■ CHECK YOUR UNDERSTANDING:
**a.** In two sentences, how would you summarize the passage on early lighthouse optics?
**b.** Could you echo the passage on lighthouse optics word for word, everything from "The idea of" down to "piece of glass."?
**c.** Would you proceed with the passage on lighthouse optics, picking up right after its final sentence?

■ TEXT BLOCK:
▬▬▬▬▬▬▬▬▬▬
With the development of the steady illumination of the Argand lamp, the application of optical lenses to increase and focus the light intensity became a practical possibility. William Hutchinson developed the first practical optical system in 1763, known as a catoptric system. He constructed paraboloidal reflectors by attaching small pieces of reflective material to a cast that had been moulded into an approximate paraboloid. This rudimentary system effectively collimated the emitted light into a concentrated beam, thereby greatly increasing the light's visibility. His system was installed in the newly built Leasowe Lighthouse near Liverpool and was later copied elsewhere. The ability to focus the light led to the first revolving lighthouse beams, where the light would appear to the mariners as a series of intermittent flashes. It also became possible to transmit complex signals using light flashes.

The idea of creating a thinner, lighter lens by making it with separate sections mounted in a frame is often attributed to Georges-Louis Leclerc, Comte de Buffon. The marquis de Condorcet (1743–1794) proposed grinding such a lens from a single thin piece of glass.
▬▬▬▬▬▬▬▬▬▬
■ DATA:
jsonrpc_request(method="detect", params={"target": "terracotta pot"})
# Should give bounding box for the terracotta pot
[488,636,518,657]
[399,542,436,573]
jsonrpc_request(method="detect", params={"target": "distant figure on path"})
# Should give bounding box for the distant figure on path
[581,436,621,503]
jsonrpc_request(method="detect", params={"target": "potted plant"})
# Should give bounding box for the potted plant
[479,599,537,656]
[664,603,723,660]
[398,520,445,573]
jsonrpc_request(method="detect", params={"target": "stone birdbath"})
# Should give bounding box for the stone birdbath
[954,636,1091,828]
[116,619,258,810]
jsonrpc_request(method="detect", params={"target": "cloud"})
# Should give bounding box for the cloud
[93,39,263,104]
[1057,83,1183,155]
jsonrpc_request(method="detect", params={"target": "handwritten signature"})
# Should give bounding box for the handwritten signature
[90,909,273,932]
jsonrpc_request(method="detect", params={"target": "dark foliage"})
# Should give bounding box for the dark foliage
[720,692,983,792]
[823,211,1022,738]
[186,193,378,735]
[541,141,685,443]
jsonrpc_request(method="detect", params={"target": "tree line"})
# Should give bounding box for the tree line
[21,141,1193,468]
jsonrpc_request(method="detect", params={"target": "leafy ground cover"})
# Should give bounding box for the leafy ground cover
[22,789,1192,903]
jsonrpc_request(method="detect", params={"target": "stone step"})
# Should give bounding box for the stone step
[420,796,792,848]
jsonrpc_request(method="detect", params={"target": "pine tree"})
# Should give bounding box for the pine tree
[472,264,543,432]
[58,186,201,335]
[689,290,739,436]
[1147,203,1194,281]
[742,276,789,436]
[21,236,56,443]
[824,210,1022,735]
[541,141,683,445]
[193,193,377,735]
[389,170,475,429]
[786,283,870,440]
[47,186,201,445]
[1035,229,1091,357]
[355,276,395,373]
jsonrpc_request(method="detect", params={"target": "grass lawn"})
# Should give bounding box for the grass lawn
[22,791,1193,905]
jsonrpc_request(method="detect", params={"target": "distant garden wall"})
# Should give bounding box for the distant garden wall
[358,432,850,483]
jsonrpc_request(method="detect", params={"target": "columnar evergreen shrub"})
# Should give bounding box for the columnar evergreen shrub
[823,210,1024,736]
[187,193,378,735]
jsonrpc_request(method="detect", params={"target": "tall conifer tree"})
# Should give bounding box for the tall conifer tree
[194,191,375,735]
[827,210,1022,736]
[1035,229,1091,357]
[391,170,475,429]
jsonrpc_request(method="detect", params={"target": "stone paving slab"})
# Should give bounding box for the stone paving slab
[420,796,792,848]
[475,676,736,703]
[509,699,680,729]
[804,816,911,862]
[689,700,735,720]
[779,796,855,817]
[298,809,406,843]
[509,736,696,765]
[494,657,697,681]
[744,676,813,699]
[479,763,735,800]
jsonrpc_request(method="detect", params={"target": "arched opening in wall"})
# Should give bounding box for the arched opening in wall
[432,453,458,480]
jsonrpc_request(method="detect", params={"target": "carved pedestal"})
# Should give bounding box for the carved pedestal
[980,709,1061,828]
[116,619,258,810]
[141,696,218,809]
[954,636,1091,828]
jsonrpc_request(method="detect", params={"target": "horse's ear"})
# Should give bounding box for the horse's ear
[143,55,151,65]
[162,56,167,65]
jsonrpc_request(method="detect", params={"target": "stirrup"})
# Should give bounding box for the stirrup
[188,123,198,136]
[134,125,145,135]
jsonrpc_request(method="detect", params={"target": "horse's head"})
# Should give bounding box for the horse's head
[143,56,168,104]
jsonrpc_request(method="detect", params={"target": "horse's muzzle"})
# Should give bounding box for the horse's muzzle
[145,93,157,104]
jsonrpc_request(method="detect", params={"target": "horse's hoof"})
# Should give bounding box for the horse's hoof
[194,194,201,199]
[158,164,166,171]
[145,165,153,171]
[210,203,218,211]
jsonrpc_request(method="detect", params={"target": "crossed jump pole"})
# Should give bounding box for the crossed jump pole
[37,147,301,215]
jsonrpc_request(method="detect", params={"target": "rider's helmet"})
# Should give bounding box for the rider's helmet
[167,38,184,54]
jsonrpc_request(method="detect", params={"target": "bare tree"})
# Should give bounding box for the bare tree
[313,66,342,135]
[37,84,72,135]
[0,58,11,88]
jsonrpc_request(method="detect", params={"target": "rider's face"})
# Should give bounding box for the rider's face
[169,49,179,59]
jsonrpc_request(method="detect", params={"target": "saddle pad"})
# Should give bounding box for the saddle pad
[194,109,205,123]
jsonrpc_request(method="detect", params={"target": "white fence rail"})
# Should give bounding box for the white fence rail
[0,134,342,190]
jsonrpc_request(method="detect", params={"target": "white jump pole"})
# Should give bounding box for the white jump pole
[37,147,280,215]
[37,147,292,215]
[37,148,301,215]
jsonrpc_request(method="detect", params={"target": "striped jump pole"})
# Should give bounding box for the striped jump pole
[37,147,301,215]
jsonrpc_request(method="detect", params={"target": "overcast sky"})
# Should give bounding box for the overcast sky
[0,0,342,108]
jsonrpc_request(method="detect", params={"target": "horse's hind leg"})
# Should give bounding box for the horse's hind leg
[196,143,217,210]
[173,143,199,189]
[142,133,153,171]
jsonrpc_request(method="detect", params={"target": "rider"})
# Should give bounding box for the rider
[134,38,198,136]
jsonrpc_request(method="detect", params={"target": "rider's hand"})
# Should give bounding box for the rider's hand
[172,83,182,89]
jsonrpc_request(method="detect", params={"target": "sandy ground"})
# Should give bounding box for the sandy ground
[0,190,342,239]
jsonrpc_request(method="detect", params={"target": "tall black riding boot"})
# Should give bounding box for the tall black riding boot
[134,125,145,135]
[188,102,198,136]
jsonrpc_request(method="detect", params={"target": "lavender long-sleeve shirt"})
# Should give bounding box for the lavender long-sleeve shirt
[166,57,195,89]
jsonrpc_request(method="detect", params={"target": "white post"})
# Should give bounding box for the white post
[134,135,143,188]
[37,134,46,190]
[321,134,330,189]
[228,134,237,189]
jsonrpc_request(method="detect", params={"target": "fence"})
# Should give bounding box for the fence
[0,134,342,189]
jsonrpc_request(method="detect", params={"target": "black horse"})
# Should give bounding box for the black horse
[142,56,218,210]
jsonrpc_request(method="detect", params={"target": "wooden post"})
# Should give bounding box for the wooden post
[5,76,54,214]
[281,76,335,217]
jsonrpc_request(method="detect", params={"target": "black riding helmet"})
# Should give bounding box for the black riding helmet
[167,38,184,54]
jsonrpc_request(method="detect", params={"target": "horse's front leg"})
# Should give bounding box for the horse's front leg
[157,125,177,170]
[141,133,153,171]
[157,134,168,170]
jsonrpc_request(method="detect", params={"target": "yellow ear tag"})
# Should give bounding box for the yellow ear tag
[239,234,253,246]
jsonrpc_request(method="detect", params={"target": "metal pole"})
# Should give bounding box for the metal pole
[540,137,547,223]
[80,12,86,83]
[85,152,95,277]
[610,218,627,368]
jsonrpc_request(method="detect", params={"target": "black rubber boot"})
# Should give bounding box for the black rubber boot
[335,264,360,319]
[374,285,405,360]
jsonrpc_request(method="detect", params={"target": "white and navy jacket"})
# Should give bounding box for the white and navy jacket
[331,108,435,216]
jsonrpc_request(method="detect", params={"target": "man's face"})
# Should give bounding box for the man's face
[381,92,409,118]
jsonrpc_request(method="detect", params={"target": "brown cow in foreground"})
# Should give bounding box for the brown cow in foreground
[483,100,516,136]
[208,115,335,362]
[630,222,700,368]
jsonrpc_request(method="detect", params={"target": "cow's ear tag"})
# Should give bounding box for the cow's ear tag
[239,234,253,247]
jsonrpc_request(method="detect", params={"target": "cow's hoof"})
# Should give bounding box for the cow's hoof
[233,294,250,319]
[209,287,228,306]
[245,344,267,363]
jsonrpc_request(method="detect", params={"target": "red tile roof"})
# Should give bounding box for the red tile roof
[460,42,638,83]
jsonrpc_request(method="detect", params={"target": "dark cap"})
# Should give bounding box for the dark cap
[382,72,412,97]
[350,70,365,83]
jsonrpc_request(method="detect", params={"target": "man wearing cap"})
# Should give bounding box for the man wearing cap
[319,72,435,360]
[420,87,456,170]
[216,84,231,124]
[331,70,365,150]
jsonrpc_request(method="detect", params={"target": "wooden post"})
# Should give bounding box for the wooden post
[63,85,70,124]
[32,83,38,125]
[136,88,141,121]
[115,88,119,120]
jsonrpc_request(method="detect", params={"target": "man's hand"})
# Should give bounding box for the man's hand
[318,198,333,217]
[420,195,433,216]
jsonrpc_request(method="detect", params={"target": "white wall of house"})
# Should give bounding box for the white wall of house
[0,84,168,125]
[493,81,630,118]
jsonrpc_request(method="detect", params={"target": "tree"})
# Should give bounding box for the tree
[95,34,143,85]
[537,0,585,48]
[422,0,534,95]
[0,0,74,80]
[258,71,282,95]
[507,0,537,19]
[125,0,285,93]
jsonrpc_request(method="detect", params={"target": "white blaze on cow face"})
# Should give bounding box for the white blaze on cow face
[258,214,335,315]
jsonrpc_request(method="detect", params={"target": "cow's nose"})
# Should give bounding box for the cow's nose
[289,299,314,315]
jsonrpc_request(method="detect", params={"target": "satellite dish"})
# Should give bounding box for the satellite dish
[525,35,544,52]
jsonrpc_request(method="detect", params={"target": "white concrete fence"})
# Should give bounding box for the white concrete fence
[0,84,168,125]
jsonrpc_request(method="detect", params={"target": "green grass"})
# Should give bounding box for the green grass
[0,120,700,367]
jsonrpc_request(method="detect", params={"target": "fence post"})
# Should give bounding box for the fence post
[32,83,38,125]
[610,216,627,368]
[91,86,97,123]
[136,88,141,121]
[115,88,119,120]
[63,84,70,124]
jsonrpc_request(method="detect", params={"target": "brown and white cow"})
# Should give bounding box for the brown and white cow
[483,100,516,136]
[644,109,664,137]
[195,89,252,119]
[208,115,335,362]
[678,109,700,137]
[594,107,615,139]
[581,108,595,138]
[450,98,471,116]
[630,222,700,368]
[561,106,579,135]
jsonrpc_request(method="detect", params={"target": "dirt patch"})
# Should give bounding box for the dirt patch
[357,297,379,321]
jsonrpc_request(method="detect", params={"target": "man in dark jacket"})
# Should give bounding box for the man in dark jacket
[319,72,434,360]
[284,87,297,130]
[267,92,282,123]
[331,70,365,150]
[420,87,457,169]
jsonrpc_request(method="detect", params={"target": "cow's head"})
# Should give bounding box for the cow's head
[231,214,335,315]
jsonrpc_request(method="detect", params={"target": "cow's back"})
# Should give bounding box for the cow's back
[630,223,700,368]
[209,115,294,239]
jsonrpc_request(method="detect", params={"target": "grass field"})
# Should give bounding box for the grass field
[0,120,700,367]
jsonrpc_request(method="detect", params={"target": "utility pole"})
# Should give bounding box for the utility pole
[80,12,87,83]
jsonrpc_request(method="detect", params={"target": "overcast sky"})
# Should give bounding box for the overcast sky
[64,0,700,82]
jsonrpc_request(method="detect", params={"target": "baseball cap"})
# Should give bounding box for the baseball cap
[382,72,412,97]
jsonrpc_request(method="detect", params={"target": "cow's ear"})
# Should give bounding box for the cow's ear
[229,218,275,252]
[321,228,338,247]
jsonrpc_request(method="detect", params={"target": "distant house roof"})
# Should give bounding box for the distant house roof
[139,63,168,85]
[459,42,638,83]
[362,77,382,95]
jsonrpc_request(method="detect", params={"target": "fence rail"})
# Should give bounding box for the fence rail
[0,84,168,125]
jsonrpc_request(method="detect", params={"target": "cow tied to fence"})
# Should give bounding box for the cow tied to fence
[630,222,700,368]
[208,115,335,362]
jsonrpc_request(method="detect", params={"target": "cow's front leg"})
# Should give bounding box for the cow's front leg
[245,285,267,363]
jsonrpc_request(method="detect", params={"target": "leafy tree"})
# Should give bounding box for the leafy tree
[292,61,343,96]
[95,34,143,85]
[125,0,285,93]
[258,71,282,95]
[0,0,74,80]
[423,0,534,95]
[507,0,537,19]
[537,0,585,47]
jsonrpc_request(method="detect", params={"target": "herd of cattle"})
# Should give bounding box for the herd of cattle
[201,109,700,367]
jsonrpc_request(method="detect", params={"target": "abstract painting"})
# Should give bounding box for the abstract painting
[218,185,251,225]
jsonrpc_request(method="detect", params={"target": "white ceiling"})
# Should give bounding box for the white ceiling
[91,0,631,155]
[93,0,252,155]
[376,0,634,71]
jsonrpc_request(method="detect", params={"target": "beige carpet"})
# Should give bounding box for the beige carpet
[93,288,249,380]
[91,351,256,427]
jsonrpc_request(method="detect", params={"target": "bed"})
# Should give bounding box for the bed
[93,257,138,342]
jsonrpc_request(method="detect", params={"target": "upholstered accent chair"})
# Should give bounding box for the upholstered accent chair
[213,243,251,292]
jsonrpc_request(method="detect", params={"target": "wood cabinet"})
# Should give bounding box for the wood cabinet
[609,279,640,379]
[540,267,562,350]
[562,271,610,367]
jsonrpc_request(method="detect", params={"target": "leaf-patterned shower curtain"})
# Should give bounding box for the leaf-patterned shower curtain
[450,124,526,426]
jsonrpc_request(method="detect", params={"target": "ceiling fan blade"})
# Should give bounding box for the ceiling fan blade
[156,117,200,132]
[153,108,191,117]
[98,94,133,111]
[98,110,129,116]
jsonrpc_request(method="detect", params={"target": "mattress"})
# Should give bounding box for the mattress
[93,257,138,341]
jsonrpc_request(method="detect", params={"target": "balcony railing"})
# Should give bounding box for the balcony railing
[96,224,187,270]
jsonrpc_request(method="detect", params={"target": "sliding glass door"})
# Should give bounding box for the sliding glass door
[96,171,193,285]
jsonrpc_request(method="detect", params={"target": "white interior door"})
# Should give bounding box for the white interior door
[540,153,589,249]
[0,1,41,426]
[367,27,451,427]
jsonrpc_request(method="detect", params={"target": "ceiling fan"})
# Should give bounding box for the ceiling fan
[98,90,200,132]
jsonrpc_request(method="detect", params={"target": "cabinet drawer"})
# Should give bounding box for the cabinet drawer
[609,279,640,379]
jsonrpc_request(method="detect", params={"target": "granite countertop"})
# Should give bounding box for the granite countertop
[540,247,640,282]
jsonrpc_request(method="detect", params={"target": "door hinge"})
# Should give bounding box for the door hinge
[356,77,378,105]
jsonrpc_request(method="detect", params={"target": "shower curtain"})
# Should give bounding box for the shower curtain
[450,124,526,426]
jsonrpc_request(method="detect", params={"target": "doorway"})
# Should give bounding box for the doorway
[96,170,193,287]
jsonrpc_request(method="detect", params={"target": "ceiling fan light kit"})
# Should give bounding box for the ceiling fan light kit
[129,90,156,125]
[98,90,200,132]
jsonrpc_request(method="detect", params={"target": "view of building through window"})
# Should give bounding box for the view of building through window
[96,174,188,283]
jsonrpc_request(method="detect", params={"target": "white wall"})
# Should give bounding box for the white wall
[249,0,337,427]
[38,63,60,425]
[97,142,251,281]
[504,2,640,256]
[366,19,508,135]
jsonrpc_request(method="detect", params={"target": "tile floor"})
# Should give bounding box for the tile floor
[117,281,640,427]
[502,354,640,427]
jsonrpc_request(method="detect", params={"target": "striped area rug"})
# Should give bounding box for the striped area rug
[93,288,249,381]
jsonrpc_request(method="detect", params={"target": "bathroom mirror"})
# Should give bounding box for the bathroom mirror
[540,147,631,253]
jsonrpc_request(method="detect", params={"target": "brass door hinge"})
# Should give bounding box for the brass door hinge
▬▬▬▬▬▬▬▬▬▬
■ RESULTS FOR EACH TASK:
**a.** Once the Argand lamp provided steady illumination, using optical lenses to focus light became practical. In 1763 William Hutchinson built the first practical system, a catoptric one whose paraboloidal reflectors concentrated the light into a beam; it was installed at Leasowe Lighthouse near Liverpool and made revolving beams and flash signals possible, while the idea of a thinner, lighter sectioned lens is often credited to Buffon, and Condorcet proposed grinding such a lens from one thin piece of glass.

**b.**
The idea of creating a thinner, lighter lens by making it with separate sections mounted in a frame is often attributed to Georges-Louis Leclerc, Comte de Buffon. The marquis de Condorcet (1743–1794) proposed grinding such a lens from a single thin piece of glass.

**c.**
However, it was the French physicist and engineer Augustin-Jean Fresnel who is credited with the development of the multi-part Fresnel lens for use in lighthouses. His design allowed for the construction of lenses of large aperture and short focal length, without the mass and volume of material that would be required by a lens of conventional design. A Fresnel lens can be made much thinner than a comparable conventional lens, in some cases taking the form of a flat sheet. A Fresnel lens can also capture more oblique light from a light source, thus allowing the light from a lighthouse equipped with one to be visible over greater distances.

The first Fresnel lens was used in 1823 in the Cordouan Lighthouse at the mouth of the Gironde estuary in France; its light could be seen from more than 20 mi out. Scottish physicist Sir David Brewster is credited with convincing the British authorities to adopt these lenses in their lighthouses. Fresnel's invention increased the luminosity of the lighthouse lamp by a factor of 4 and his system is still in common use.